* What to produce:
Everything from the first line of the material to the line containing "Category: man in gray t-shirt", inclusive, must be given again exactly; no pictures, and nothing past that line.
START Data records
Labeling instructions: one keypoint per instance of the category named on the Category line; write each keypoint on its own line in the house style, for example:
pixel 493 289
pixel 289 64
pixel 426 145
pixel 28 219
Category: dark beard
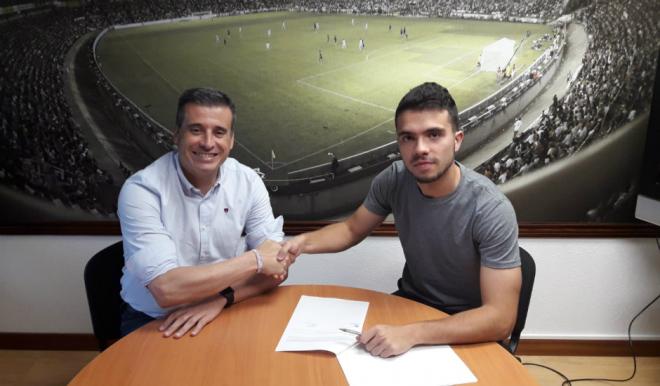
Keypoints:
pixel 439 175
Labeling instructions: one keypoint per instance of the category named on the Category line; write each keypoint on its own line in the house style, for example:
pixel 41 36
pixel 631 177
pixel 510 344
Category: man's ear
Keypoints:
pixel 175 137
pixel 458 139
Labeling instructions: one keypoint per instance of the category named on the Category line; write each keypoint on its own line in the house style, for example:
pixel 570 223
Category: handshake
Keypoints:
pixel 278 257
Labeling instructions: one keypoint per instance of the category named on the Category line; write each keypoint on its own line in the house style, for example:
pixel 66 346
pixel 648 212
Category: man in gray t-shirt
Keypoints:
pixel 459 233
pixel 446 239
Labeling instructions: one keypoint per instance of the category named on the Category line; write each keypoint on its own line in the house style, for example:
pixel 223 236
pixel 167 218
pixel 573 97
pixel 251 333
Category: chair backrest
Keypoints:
pixel 102 283
pixel 528 268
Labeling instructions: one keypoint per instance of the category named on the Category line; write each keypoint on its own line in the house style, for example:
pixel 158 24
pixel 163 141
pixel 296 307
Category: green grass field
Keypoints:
pixel 289 102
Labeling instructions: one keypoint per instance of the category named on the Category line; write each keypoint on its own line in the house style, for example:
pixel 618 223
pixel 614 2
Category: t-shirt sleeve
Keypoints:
pixel 497 235
pixel 378 200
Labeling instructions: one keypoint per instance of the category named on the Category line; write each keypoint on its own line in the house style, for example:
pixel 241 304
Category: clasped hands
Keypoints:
pixel 194 317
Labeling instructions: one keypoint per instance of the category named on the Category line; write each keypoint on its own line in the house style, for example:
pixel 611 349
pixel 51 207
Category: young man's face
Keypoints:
pixel 204 141
pixel 427 143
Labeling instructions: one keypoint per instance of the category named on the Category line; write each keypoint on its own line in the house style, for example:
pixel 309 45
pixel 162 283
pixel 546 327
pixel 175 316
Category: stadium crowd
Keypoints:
pixel 612 87
pixel 42 151
pixel 533 9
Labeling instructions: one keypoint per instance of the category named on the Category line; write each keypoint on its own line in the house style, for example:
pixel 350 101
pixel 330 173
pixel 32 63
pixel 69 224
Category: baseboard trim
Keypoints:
pixel 41 341
pixel 552 347
pixel 565 347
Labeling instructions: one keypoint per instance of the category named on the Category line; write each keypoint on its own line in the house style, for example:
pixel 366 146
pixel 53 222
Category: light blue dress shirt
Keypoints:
pixel 166 223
END Data records
* Answer box:
Labeling instructions: one keypoint per instance of the category named on the Category line; write each keypoint on its own line in the house style, for example:
pixel 493 289
pixel 289 64
pixel 426 145
pixel 28 219
Category: dark beard
Keypoints:
pixel 439 175
Labeling instructions: one keypoint per instance of the category named on the Category line; write each keypoint on its own line in the house style, for example:
pixel 41 36
pixel 631 177
pixel 510 344
Category: man's ear
Keypoints:
pixel 175 137
pixel 458 139
Labeling instructions: one keypoint per instance of the category named on the Category line; write each keypoint on its own line in the house style, for example:
pixel 570 223
Category: handshake
Keypoints:
pixel 278 257
Labeling instructions: one keypoint per instance of the category named on the Category line; write each keypoint on its own line in the house style, for example:
pixel 66 346
pixel 648 212
Category: man in gray t-shirt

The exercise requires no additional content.